**Task item:** Each line in the listing below that includes "openwork" should be counted; give the total and nothing more.

**Data shown:**
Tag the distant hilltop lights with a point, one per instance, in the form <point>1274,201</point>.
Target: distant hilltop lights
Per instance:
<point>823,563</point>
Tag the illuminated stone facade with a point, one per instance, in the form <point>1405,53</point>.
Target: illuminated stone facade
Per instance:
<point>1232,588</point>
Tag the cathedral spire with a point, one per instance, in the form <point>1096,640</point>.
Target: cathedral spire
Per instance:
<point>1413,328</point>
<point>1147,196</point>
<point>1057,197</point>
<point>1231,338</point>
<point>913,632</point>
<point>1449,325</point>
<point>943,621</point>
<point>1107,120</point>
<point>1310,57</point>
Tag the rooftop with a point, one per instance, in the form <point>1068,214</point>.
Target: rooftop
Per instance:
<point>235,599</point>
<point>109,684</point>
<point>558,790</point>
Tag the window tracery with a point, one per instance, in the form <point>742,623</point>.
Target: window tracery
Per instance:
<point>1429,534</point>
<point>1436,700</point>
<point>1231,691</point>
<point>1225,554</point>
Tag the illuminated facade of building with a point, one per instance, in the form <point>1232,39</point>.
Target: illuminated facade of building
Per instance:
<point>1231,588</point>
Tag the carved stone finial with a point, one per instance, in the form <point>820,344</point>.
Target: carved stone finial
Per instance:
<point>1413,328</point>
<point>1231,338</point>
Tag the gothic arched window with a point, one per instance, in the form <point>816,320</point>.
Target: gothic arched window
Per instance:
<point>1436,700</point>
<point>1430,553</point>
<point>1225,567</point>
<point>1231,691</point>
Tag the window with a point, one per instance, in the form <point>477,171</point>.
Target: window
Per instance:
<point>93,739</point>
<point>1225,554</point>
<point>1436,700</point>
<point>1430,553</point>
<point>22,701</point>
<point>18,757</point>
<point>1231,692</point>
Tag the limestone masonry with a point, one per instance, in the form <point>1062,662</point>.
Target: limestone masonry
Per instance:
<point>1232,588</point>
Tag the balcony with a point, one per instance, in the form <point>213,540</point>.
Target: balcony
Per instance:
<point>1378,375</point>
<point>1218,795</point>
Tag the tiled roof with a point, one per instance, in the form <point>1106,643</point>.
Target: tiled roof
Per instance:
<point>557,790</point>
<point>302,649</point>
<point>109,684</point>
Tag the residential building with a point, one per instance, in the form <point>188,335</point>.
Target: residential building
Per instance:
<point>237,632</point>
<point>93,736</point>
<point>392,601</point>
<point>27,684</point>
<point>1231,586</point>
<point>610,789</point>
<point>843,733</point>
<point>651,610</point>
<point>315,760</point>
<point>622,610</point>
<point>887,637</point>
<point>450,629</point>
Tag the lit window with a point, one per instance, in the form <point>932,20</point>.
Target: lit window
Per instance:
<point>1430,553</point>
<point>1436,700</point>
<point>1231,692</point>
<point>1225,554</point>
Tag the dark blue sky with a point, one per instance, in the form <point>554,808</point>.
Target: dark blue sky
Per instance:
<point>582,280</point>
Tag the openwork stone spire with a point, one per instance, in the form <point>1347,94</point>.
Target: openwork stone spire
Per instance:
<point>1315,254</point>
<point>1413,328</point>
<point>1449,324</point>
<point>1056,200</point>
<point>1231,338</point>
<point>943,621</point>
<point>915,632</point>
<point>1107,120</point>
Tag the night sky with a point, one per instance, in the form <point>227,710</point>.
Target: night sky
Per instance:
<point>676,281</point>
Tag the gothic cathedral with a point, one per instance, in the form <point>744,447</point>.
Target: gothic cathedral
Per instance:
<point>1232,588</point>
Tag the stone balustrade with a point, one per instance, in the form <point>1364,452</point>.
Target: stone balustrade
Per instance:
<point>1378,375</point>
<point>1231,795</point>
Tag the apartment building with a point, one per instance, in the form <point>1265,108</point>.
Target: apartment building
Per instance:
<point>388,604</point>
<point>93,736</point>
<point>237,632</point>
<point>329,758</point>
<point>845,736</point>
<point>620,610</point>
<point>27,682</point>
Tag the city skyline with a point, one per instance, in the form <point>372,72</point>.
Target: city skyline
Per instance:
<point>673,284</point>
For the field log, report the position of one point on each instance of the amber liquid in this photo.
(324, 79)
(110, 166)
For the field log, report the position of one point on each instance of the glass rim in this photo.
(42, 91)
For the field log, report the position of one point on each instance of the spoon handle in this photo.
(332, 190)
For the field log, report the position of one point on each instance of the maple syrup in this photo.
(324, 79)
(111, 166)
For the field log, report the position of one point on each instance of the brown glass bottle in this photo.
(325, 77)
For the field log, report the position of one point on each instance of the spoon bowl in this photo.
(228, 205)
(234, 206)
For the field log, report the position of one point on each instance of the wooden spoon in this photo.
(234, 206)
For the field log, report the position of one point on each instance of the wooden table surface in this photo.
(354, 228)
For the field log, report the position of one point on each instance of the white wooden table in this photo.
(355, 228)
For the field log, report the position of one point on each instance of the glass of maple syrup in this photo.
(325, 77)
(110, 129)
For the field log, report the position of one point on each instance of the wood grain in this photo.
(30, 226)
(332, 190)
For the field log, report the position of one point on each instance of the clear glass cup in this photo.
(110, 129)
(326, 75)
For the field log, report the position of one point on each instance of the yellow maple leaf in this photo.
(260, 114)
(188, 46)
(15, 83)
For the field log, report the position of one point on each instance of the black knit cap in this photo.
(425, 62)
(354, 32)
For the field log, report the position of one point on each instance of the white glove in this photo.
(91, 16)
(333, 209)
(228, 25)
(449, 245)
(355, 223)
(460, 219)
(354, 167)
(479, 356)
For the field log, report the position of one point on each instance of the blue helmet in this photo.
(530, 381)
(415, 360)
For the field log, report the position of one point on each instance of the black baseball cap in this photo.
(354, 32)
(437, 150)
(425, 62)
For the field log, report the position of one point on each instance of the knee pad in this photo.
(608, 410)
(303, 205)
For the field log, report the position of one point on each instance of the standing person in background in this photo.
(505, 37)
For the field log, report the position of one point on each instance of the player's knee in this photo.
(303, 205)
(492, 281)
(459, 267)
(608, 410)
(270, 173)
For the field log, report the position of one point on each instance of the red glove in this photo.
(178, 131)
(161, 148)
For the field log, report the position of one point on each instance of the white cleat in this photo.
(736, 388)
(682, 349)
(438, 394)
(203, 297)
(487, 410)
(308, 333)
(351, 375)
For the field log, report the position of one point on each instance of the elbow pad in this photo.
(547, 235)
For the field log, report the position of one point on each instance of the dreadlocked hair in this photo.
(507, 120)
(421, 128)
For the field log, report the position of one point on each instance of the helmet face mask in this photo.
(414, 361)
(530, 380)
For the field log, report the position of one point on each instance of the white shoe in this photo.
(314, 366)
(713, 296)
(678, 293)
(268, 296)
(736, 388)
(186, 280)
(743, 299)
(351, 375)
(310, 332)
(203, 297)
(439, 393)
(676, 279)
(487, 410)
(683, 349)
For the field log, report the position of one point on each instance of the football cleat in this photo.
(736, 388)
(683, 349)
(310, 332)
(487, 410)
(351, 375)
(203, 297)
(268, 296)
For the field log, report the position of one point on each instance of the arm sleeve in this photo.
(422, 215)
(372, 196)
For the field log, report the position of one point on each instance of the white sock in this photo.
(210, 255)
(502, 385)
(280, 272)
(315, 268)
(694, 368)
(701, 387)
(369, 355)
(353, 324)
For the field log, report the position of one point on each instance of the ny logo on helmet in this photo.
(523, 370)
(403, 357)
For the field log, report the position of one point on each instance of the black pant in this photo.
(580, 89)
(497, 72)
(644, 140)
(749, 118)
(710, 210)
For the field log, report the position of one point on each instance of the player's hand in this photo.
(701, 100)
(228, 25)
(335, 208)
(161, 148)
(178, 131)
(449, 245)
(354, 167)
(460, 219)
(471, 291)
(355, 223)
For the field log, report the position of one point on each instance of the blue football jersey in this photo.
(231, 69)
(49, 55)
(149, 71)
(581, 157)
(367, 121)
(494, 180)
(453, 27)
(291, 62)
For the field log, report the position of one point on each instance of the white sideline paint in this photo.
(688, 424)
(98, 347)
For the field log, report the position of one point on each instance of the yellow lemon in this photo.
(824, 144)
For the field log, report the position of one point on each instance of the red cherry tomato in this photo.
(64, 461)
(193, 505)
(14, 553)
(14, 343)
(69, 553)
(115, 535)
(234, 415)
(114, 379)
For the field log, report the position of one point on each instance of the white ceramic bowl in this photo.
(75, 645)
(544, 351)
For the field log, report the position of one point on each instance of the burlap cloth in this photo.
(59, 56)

**Result:** 2